_Texto fornecido_
☆ ☆ ☆

As reformas propostas pela Comissão Europeia têm como objetivo garantir a solidez das finanças públicas e promover investimento nas transições ecológica e digital. De algum modo, considera que uma nova guerra, desta vez no Médio Oriente, a que se junta à guerra na Ucrânia, pode abalar essas melhores previsões?
Julgo que temo-nos habituado ao longo dos últimos anos a saltar de crise sobre crise. Tivemos uma crise de uma violência absolutamente extraordinária, a pandemia, e acho que a União Europeia foi extraordinariamente importante para, coletivamente, termos ultrapassado esta crise. De todos os pontos de vista, seja do PRR, do ponto de vista das vacinas, do ponto de vista da troca de experiências, do ponto de vista da General Escape Clause que tivemos para os momentos mais difíceis. Portanto, acho que o que está em causa é termos uma política orçamental que seja adequada e que não seja pró-cíclica, ou seja, que não acentuemos as dificuldades que, num determinado momento, estejamos a enfrentar com uma política orçamental que seja pró-cíclica. Portanto, diria que já enfrentámos a pandemia, temos a guerra da Ucrânia, que não terminou e é um conflito que tem repercussões geopolíticas globais, e agora temos o conflito do Médio Oriente. Lá está, voltamos àquela questão que é, temos de ter uma política do ponto de vista financeiro e macroeconómico que nos permita ter segurança perante essa incerteza. É como o próprio preço do petróleo, não é? Porque é sempre algo para que olhamos quando estas crises se despoletam.

Era isso, exatamente, que queria perguntar. O quadro macroeconómico do Orçamento de Estado para 2024-25 não poderia prever uma guerra em Israel e logo a nova subida do preço do petróleo. Como é que isso pode afetar as contas e desatualizar o próprio orçamento?

☆ ☆ ☆

_Entradas fornecidas_
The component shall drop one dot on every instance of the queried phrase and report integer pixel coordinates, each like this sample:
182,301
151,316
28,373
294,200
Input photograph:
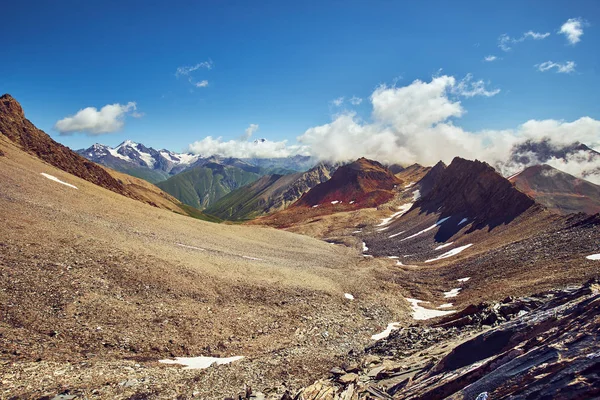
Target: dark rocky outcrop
24,134
474,189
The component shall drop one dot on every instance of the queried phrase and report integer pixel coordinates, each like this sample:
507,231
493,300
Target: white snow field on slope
200,362
450,253
55,179
441,221
422,313
443,245
452,293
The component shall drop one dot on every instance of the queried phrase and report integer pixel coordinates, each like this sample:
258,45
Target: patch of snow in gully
396,234
452,293
55,179
200,362
382,335
451,253
190,247
441,221
422,313
443,245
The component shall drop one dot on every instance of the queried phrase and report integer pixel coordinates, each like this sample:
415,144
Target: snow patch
421,313
451,253
200,362
441,221
382,335
396,234
416,195
190,247
443,245
452,293
55,179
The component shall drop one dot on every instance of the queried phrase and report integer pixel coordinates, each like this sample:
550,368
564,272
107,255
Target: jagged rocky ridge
540,346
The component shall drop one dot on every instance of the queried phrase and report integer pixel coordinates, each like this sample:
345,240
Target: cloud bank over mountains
418,123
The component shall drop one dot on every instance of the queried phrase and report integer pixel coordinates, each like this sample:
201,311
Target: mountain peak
10,106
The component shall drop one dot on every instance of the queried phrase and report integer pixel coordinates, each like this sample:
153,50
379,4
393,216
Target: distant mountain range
270,193
158,165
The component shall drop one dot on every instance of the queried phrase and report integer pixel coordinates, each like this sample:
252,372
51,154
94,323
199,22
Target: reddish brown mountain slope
365,183
26,136
558,191
21,131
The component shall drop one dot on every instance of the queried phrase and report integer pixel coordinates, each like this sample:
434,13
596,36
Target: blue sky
280,64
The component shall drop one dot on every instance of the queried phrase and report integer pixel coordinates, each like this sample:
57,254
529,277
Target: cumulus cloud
92,121
573,30
418,123
505,42
562,68
250,130
187,72
243,148
338,102
354,100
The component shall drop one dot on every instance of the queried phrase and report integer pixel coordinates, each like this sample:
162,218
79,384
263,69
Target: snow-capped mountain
138,160
158,165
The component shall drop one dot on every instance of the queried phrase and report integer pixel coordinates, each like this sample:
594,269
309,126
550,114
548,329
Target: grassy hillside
200,187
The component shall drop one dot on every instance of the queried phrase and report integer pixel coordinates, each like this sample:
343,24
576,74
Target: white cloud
563,68
187,70
244,149
505,42
250,130
469,88
573,30
418,123
92,121
338,102
355,100
535,35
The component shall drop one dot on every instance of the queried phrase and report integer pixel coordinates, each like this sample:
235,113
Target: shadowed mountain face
363,183
558,191
24,134
269,193
204,184
475,190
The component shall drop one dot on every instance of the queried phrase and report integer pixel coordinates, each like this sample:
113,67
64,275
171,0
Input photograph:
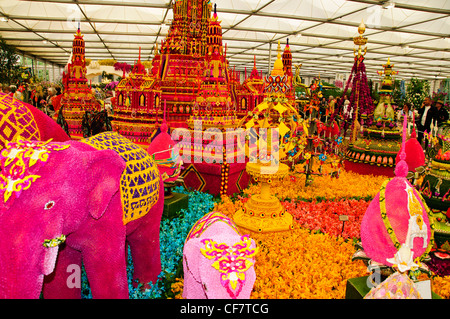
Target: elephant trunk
22,277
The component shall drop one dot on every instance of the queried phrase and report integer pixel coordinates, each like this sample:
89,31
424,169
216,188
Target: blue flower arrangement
173,233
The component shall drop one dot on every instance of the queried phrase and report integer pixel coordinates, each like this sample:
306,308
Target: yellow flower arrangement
348,185
441,286
302,264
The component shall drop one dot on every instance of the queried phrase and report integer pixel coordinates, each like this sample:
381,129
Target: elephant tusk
48,243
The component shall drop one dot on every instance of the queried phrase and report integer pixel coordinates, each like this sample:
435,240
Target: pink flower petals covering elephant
20,119
217,260
79,201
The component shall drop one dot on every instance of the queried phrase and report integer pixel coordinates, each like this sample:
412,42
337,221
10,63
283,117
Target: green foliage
416,91
10,69
397,93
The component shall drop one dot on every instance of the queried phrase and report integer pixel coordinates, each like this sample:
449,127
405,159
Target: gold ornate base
263,214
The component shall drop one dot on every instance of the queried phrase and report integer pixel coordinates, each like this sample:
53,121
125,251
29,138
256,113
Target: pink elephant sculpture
87,199
20,119
218,262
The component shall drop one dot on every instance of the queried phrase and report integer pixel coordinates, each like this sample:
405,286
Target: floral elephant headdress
396,229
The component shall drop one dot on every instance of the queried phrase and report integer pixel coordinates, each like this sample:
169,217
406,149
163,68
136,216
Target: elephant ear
104,169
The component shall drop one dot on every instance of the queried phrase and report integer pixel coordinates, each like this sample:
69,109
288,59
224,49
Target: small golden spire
278,65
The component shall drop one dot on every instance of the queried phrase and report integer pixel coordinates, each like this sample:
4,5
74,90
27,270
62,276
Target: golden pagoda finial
278,65
360,40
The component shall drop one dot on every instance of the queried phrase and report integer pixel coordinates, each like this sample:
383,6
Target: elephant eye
49,205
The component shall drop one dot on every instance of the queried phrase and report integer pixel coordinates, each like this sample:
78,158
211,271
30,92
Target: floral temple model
77,97
380,137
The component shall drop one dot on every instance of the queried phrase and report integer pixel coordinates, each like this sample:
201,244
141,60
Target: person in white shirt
425,115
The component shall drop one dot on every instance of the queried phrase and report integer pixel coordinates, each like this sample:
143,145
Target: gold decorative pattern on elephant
203,223
139,183
231,262
18,163
15,121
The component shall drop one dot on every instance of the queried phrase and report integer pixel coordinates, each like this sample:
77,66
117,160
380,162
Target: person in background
406,109
441,113
49,109
6,89
16,93
423,121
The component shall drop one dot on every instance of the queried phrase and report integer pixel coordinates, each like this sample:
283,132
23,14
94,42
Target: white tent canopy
415,34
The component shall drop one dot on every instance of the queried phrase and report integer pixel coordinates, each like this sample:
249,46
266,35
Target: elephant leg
104,254
145,246
65,281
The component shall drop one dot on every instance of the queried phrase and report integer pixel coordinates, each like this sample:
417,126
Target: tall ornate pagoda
381,138
216,162
180,61
213,104
77,96
137,109
250,93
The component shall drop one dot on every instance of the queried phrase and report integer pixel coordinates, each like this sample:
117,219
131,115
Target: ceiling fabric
415,35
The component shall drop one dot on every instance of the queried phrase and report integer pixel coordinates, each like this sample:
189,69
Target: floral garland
348,185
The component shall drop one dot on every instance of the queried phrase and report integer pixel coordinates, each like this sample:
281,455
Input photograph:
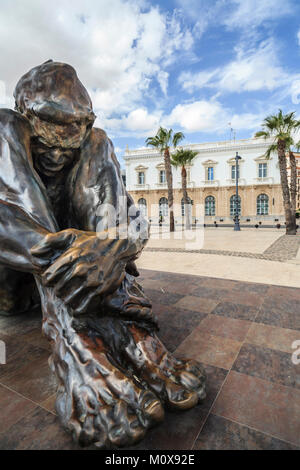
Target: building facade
297,156
211,183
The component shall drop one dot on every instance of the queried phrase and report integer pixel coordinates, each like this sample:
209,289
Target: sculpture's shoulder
15,128
14,120
101,147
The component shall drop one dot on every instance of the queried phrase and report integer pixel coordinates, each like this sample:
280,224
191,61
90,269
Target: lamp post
236,216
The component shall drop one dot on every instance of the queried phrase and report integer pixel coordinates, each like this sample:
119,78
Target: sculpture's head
56,103
60,112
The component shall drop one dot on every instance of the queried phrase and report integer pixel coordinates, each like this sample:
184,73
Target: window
162,176
210,173
262,204
262,170
141,177
210,205
233,205
142,203
233,167
163,207
183,208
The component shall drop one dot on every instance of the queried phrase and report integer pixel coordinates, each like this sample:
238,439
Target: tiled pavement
283,249
242,334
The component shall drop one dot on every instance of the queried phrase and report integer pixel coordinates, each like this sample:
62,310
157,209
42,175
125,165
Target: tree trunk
289,216
169,178
293,187
185,199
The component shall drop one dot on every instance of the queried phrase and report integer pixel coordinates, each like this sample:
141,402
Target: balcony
161,185
264,180
210,183
138,187
232,182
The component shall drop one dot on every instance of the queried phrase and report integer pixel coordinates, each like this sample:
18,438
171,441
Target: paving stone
221,434
268,407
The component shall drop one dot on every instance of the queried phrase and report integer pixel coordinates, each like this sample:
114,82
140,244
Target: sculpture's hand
83,266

☆ ☆ ☆

_Lista de tarefas_
a) No texto fornecido, reescreva o trecho que começa com as palavras "Era isso, exatamente, que" e termina com "o próprio orçamento?", trocando "em Israel" por "no Médio Oriente".
b) Segundo o texto fornecido, qual crise teve uma violência absolutamente extraordinária?
c) Escreva a continuação do texto fornecido, sobre finanças públicas e conflitos, logo a partir da última frase.

_Respostas numeradas_
a)
Era isso, exatamente, que queria perguntar. O quadro macroeconómico do Orçamento de Estado para 2024-25 não poderia prever uma guerra no Médio Oriente e logo a nova subida do preço do petróleo. Como é que isso pode afetar as contas e desatualizar o próprio orçamento?

b) A pandemia.

c)
O orçamento faz-se com aquilo que são as previsões que as diversas instituições internacionais têm num determinado momento sobre o preço do petróleo no ano a seguir. Portanto, temos uma previsão do petróleo que anda na casa dos 80 dólares. Naturalmente, entendemos que o orçamento tem margem para lidar com variações que sejam razoáveis relativamente a este patamar de preços. É evidente que tudo aquilo que sejam choques, que acho que neste momento ainda não estão sobre a mesa, mas sabemos que o petróleo acaba por traduzir muito a volatilidade e os problemas geopolíticos. Portanto, temos uma determinada margem. É evidente que se estamos a falar de choques de vastas proporções, que agora não antecipamos, naturalmente isso é outra realidade.

A violência tem vindo a aumentar no Médio Oriente. Com essa instabilidade, estima que possa haver um aumento dos combustíveis até final deste ano e no próximo ano?
Como dizíamos há pouco, o preço do petróleo é sempre um fator que está relacionado com aquilo que sejam também problemas geopolíticos e conflitos regionais. Parece-nos que, neste momento, existe um esforço multilateral para conter a escala do conflito. Esperemos que esse esforço resulte.

Mas temos de ter sempre em cima da mesa um possível aumento dos combustíveis?
Claro que sim. Acho que não poderemos ignorar os riscos, não é? E, portanto, esse risco naturalmente que existe.

O Governo tem sido acusado de dar com uma mão e tirar com a outra pela oposição, por exemplo, desagravando o IRS e agravando os impostos indiretos com a subida da carga fiscal. Com esta política de contas certas de que temos vindo aqui a falar ao longo dos últimos minutos, não seria possível ter ido mais longe, dar um pouco mais de poder de compra aos portugueses e aliviar esta pressão inflacionista?
Acho que, e na sequência das questões que muito bem estavam a colocar e dos pontos que estavam a colocar, julgo que a resposta está precisamente aí. Acho que é preciso andar com segurança. Acho que a generalidade das pessoas ficou muito satisfeita com a redução do IRS. É um aumento muito superior àquilo que estava implícito naquilo que era o plano de estabilidade e crescimento que foi apresentado em abril. Acho que temos de andar um passo de cada vez e acho que é a incerteza que referiram nos pontos anteriores relacionados com os conflitos geopolíticos.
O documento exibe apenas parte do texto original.